**CONSIGNA**
Contesta estas preguntas sobre el texto acerca de rezar en los hospitales:
(a) ¿Como qué son nuestras oraciones frente al "océano de tragedias humanas"?
(b) ¿A qué se compara la oración que se pronuncia en el hospital?
(c) ¿De qué color son los destellos que emite la lamparilla del sagrario?

**FRAGMENTO DEL TEXTO**
☆ ☆ ☆ ☆ ☆ ☆ ☆
Me gusta rezar en los hospitales y en los centros de salud. Rezando siempre se acierta, pues ninguna oración cae en el vacío. Pero cuando lo hago en un hospital, cuando rezo en esas inmensas catedrales blancas del dolor humano y de la esperanza que no reconoce límites, es como si mi plegaria fuera directa al corazón de Cristo para hacer más ligera y más fructífera la carga de ese sufrimiento.
Y lo hago por todos los que allí trabajan por la salud de los demás, por los enfermos que quieren curarse y por los familiares y amigos que los acompañan confortándolos en ese trance. Sí, cuando uno reza allí, mientras recorre los pasillos buscando una consulta o sentado en una sala de espera, solo o apretando la mano de un ser querido, la oración sencilla y confiada multiplica su eficacia. Sé que llegará antes a su destino, que penetrará en muchos corazones necesitados de afecto que no conozco. Puede que estén silenciosos a mi lado o quizá al otro lado del tabique, pero sé que se hará bálsamo amoroso sobre las heridas quirúrgicas que tardan en cicatrizar. Mi oración se convertirá en consuelo inesperado para el que no confiaba en nada ni en nadie; grito de la vida que nace en el parto difícil de una madre angustiada; sonrisa del niño enfermo que no sabe por qué le duele “ahí”; alegría del convaleciente que despierta de una operación complicada, o quién sabe si también luz de esperanza divina para una fe que estaba dormida.
Sí: son tantas y tan variadas las necesidades del amor y del consuelo que se cobijan en un hospital. Hacen falta tantos milagros para curar a los que sufren. Son tantos los cuerpos destrozados que entran casi sin vida en los quirófanos de urgencia, que nuestras oraciones parecen poca cosa. Son como pequeñas gotas de esperanza en un océano de tragedias humanas. Pero eso sí, gotas vivas llenas de gracias capaces de transformar el mundo.
Porque la oración que allí se pronuncia es como una transfusión de amor donde el que reza quiere dar a otros cariño y consuelo, o la gracia divina que estos puedan recibir de Dios…, aunque ese otro no lo haya pedido, aunque ese otro crea que no lo necesita, aunque no lo sepa. Ni una sola gota de esa oración amorosa se pierde.
Y, si puedo, me acerco hasta la capilla del hospital donde Jesús siempre espera impaciente. ¡Pero qué solitaria está la capilla! La lamparilla que anuncia la presencia de Jesús en el sagrario emite destellos rojos a través del cristal, como diminutas llamadas de auxilio para cubrir una necesidad urgente de amor. La sala que comunica con la capilla está llena de gente preocupada que espera un ingreso, una consulta, el resultado de un análisis o la salida de una operación. Pero la capilla está vacía. Jesús también está enfermo, pero no recibe visitas en el horario habitual. La fuente del amor, el camino seguro, la esperanza cierta que nunca defrauda, no tiene amigos que se interesen por él en esta tarde de un día cualquiera.
Me quedo un rato haciéndole compañía. La soledad, el silencio y la penumbra del lugar sagrado invitan a la reflexión y al recogimiento. ¡Dios mío, le digo, con todo lo que necesitamos de Ti! Después me voy y Él se queda otra vez solo.
☆ ☆ ☆ ☆ ☆ ☆ ☆
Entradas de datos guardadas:

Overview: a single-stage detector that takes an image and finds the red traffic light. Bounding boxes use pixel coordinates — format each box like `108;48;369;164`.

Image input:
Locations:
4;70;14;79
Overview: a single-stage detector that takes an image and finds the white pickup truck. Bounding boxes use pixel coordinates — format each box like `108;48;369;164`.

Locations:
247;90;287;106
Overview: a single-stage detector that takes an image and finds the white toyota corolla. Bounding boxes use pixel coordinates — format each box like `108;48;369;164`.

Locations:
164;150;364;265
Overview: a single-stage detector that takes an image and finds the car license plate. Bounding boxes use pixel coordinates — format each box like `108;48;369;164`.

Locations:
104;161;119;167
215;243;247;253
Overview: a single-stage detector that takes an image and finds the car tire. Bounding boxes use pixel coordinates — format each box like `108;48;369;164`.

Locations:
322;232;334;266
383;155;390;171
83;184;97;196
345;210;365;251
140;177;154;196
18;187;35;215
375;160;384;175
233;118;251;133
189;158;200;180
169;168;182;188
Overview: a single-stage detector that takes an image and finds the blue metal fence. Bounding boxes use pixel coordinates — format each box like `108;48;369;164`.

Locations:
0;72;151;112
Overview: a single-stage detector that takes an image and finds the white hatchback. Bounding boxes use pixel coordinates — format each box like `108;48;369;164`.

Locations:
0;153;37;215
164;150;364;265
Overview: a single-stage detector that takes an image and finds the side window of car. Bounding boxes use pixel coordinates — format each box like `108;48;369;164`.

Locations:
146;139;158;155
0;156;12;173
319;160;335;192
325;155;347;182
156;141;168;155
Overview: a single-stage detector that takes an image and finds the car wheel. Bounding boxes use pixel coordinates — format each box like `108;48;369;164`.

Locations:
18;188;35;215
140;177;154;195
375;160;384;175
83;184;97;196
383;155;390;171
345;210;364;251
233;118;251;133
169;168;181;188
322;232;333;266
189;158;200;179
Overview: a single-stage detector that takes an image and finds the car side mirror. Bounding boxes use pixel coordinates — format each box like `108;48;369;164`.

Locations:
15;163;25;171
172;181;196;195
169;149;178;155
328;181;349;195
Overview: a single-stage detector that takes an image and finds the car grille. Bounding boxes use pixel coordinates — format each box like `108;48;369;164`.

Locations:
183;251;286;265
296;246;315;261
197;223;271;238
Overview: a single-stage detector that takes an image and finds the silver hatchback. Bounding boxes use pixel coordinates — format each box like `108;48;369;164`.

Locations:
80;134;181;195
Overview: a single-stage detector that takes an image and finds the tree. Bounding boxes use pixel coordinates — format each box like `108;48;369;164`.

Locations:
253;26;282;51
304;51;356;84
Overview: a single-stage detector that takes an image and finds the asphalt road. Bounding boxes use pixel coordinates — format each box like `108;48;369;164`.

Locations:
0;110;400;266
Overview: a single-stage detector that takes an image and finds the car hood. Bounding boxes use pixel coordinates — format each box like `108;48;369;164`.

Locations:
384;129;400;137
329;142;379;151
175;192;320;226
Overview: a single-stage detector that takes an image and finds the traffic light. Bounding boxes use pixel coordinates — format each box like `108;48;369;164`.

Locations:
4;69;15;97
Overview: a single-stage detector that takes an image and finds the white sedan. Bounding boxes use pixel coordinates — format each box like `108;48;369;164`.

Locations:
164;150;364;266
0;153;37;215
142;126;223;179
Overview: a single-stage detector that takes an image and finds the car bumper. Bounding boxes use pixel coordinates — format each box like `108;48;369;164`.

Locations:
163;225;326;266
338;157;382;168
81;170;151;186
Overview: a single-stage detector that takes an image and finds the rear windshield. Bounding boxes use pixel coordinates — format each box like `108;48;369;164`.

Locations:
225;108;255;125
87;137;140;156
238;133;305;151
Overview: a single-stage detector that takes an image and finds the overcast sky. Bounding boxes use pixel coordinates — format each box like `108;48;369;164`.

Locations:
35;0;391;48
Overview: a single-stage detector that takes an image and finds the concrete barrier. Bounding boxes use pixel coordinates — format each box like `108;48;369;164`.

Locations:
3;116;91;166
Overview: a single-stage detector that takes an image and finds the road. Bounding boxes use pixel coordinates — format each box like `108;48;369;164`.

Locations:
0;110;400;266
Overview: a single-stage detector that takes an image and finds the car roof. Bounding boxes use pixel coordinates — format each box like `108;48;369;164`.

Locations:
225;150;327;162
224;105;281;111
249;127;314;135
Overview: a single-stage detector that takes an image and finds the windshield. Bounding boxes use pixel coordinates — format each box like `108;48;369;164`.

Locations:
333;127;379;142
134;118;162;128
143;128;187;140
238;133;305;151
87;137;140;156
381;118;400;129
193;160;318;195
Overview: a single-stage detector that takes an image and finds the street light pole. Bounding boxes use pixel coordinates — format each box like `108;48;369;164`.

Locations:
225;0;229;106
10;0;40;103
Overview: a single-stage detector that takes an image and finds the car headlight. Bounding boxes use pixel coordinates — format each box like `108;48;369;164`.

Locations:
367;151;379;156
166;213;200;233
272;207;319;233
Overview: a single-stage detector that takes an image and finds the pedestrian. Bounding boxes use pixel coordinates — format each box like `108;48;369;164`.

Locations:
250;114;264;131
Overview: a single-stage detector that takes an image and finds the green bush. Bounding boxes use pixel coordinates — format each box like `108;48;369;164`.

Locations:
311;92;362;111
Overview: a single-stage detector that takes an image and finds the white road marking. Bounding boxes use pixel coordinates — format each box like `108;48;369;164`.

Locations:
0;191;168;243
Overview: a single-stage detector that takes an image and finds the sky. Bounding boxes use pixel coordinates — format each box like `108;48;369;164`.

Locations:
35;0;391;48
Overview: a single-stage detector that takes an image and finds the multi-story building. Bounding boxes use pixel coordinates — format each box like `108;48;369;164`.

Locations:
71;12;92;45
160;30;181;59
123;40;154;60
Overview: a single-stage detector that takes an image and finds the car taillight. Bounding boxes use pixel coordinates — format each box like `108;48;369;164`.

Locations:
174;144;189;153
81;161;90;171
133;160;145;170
☆ ☆ ☆ ☆ ☆ ☆ ☆
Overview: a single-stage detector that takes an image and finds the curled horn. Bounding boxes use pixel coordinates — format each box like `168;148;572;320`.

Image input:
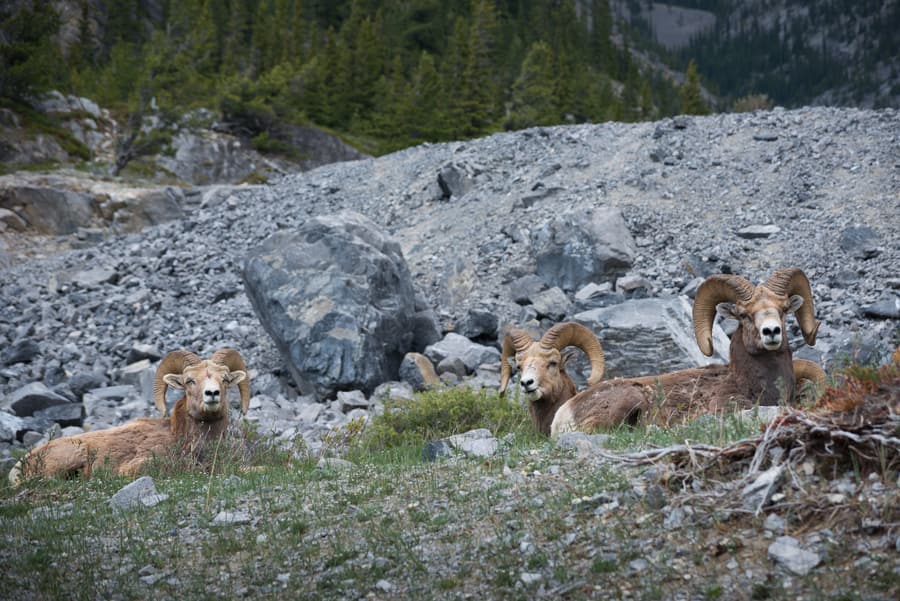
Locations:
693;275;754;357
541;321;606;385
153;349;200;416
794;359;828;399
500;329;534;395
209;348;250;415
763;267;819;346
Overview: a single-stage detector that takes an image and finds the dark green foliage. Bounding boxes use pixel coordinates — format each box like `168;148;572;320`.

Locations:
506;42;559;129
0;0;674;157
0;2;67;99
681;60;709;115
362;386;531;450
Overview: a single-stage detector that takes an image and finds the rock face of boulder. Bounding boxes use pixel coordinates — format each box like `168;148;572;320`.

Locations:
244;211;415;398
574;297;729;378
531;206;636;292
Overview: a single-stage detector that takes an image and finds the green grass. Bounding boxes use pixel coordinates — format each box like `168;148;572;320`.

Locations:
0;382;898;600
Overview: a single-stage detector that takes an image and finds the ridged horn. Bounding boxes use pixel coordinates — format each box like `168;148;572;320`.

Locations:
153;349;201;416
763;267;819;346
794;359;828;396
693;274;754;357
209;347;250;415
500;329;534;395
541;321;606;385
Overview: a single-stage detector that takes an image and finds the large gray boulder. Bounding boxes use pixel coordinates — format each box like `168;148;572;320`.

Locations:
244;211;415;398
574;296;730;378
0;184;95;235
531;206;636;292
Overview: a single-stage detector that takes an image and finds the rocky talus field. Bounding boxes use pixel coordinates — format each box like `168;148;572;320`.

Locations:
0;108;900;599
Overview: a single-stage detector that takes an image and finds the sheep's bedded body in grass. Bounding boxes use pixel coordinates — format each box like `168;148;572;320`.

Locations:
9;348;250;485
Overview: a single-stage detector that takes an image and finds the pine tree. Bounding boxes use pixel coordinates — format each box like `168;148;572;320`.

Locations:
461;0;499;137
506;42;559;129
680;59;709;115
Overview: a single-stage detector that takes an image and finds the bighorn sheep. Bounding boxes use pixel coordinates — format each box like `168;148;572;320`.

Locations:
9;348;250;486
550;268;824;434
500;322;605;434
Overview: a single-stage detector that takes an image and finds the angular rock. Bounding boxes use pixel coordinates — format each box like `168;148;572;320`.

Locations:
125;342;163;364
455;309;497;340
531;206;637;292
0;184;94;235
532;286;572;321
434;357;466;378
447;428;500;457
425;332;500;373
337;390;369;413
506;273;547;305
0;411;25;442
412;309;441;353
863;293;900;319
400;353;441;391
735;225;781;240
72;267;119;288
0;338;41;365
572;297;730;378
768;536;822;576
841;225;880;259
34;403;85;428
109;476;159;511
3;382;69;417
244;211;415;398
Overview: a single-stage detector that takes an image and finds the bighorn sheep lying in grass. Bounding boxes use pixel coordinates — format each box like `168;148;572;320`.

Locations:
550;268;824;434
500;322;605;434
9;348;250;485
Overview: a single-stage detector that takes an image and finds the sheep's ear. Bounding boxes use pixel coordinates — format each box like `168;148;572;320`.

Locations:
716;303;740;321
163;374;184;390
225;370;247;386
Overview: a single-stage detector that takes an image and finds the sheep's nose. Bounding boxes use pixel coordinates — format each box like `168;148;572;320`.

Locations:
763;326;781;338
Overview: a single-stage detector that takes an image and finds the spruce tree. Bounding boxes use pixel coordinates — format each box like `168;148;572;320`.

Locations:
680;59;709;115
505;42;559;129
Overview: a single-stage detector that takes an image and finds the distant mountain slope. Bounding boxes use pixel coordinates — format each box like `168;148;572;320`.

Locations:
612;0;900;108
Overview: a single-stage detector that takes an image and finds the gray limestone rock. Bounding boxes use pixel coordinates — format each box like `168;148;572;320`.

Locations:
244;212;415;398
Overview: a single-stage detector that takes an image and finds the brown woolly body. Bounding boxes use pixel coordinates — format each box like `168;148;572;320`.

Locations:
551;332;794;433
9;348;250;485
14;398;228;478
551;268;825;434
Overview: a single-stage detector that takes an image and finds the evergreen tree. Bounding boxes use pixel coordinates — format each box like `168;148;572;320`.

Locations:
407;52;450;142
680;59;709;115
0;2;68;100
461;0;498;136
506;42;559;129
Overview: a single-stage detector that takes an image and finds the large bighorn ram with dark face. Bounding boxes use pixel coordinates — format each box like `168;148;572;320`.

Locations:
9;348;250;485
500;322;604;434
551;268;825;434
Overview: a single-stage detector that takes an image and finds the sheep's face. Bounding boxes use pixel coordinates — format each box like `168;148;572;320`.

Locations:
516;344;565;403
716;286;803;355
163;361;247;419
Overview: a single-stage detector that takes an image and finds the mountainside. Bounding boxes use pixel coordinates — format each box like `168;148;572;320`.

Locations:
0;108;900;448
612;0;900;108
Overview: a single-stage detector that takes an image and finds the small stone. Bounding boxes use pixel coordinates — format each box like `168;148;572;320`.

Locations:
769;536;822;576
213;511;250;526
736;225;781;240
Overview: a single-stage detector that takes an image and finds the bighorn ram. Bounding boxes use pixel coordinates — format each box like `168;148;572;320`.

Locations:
☆ ☆ ☆ ☆ ☆ ☆ ☆
**RESULTADO DEL EJERCICIO**
(a) Son como pequeñas gotas de esperanza.
(b) A una transfusión de amor.
(c) Son rojos.